- _Document excerpt_
Film short: Why It's So Hard for Scientists to Believe in God

I think that it's accurate to say that religion speaks more directly to people's aesthetic and ethical sensibilities than natural science does.
Quite possibly. So do most ads for breakfast cereal.
yazata said:
Religion is about giving people the sense that the events of their lives are meaningful and that it all has some larger context, purpose and goal.
Ends do not justify means, in general.

Yazata said:
I think that I agree with exchemist, by and large. Most religious people that I interact with seem to have experience divided into two categories: descriptions and predictions concerning objective physical reality, which is best addressed by the methods of natural science, and subjective psychological personal reality where things like ethics, meaning and beauty are more in the forefront.

- _Check your understanding_
1/ Reproduce the stretch of the forum thread on scientists and belief in God from "Quite possibly. So" through "means, in general.".
2/ Using the forum thread on scientists and belief in God, state whether each statement agrees with it, answering yes or no and quoting the deciding words: (a) One reply says breakfast cereal ads also speak to people's aesthetic and ethical sensibilities. (b) Yazata disagrees with exchemist. (c) Yazata places ethics in objective physical reality.
3/ Continue the forum thread on scientists and belief in God, starting after its last sentence.

- _Record set_
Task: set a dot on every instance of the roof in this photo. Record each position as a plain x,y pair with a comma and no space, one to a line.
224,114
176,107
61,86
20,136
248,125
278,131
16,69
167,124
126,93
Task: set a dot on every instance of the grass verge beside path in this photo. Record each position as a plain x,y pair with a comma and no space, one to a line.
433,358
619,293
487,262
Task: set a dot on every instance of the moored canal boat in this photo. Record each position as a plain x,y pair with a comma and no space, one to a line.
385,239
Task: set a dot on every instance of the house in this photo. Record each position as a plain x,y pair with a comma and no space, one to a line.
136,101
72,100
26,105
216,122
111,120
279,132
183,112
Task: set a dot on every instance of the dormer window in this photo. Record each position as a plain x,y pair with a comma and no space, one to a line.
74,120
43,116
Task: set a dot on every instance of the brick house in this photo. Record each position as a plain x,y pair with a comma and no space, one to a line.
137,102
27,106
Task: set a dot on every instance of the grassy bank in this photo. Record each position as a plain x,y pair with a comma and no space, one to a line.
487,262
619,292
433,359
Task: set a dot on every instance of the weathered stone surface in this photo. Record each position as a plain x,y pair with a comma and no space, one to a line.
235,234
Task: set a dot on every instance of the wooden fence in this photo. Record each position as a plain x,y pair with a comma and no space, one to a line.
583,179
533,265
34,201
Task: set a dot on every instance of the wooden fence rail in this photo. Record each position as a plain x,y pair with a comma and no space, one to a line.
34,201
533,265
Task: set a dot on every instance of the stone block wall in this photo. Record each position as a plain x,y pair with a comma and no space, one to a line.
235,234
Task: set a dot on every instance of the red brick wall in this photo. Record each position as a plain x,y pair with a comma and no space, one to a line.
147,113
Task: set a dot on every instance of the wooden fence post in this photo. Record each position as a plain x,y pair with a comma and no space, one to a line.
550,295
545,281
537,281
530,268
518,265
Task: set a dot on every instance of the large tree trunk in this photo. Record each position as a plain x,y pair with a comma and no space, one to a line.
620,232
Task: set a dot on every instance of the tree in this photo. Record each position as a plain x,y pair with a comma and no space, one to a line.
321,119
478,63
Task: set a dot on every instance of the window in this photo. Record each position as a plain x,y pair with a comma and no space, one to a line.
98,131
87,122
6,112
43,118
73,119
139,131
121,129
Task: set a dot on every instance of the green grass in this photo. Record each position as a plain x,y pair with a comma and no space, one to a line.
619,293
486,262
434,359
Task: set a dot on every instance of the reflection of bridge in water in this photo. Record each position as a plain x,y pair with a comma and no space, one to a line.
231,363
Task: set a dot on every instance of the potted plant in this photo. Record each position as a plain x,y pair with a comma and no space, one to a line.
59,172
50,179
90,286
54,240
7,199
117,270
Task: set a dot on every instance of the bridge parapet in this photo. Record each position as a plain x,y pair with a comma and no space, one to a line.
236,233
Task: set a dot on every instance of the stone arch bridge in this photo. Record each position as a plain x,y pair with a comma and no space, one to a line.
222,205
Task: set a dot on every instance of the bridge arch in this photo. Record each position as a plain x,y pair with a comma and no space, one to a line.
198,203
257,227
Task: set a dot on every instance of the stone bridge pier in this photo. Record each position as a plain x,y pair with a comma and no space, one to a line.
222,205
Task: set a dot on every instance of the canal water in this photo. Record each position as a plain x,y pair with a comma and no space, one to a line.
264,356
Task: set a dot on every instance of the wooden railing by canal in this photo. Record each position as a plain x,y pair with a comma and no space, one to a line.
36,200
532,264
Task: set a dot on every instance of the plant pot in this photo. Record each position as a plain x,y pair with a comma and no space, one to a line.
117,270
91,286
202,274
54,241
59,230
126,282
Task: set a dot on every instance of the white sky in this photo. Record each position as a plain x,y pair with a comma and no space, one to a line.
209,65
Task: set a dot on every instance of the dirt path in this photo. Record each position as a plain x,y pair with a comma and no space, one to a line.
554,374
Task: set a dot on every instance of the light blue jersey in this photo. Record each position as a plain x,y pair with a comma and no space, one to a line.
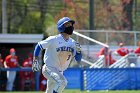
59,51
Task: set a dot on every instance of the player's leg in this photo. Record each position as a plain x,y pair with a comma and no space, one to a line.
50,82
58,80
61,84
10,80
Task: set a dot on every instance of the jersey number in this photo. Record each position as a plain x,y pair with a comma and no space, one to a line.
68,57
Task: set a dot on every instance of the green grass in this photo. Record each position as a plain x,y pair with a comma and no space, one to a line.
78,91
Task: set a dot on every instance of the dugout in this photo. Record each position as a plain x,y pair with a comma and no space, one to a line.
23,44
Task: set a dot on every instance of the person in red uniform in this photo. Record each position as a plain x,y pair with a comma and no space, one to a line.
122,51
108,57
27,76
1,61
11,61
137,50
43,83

--

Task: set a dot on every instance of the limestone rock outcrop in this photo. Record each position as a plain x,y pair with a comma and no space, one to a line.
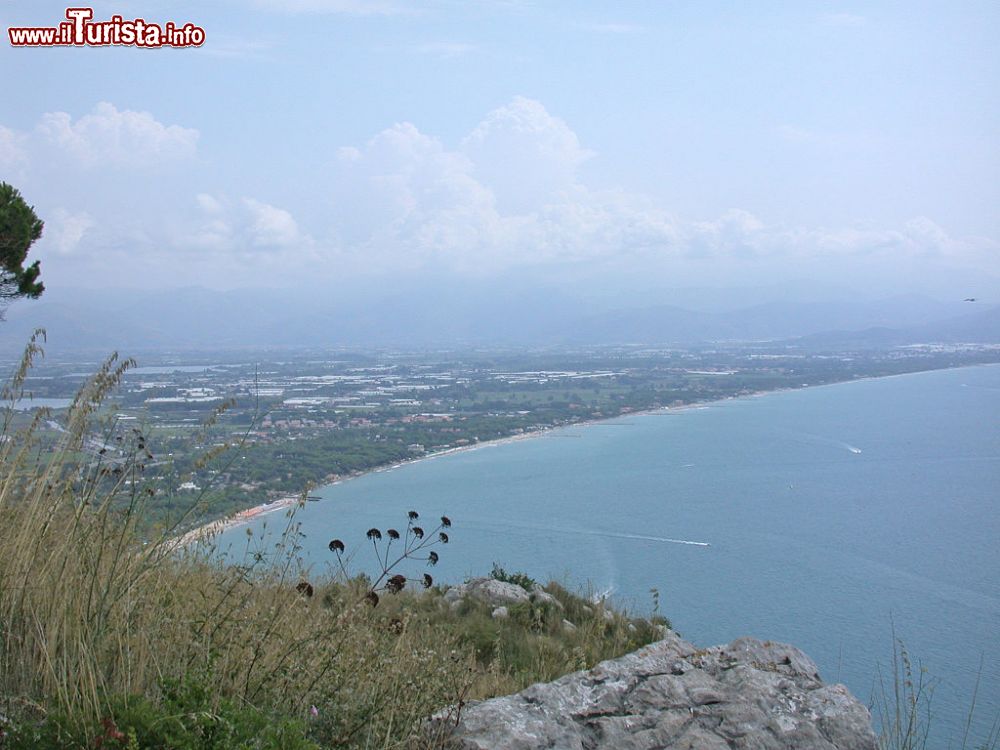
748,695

==

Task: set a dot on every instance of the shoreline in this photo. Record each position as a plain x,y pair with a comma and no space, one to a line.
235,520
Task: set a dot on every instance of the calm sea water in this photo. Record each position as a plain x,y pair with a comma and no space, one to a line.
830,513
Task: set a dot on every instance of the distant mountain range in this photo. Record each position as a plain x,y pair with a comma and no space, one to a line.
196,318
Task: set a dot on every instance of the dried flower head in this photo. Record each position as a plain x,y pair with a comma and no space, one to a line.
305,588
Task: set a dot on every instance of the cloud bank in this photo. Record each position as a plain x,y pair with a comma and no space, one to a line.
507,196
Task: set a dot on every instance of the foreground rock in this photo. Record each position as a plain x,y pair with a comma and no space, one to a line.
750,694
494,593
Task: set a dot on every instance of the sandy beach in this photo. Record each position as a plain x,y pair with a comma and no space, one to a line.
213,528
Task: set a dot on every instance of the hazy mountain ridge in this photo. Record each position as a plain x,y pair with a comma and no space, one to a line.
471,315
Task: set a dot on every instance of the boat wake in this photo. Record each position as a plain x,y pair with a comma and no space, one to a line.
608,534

- _Expected results_
1/
Quite possibly. So do most ads for breakfast cereal.
yazata said:
Religion is about giving people the sense that the events of their lives are meaningful and that it all has some larger context, purpose and goal.
Ends do not justify means, in general.

2/
(a) Yes: "So do most ads for breakfast cereal."
(b) No: "I think that I agree with exchemist, by and large."
(c) No: "subjective psychological personal reality where things like ethics, meaning and beauty are more in the forefront."

3/
And that central blunder, a product of their religious adherences, ripples out into all of our lives. Things like whether a fertilized human egg has a soul, or whether homosexual men have voluntarily given themselves over to perversion and the molesting of boys, or whether God made black people with lower IQs than white people and gave them Africa to live in, or whether rich people should pay high taxes to prevent their accumulation of wealth from harming us all, or whether we should invade Iraq and defend Israel against Muslims and set up torture centers for captured enemies, since they cannot be approached via "objective physical reality", are made without reason or evidence being brought to the forefront.

yazata said:
I'm certainly not convinced that religion must always be in conflict with science.
That is an interesting theoretical question. I certainly hope that a religion can be found for modern science, because it needs one. But whether it "must" or not, in reality it is, all but universally.
Yazata said:
It might turn out that the so-called 'incompatibility thesis' is a doctrine of what we might label fundamentalist faith, found among both religious fundies and atheist fundies.
If you can define an atheist fundie, which I doubt, few if any would be scientists.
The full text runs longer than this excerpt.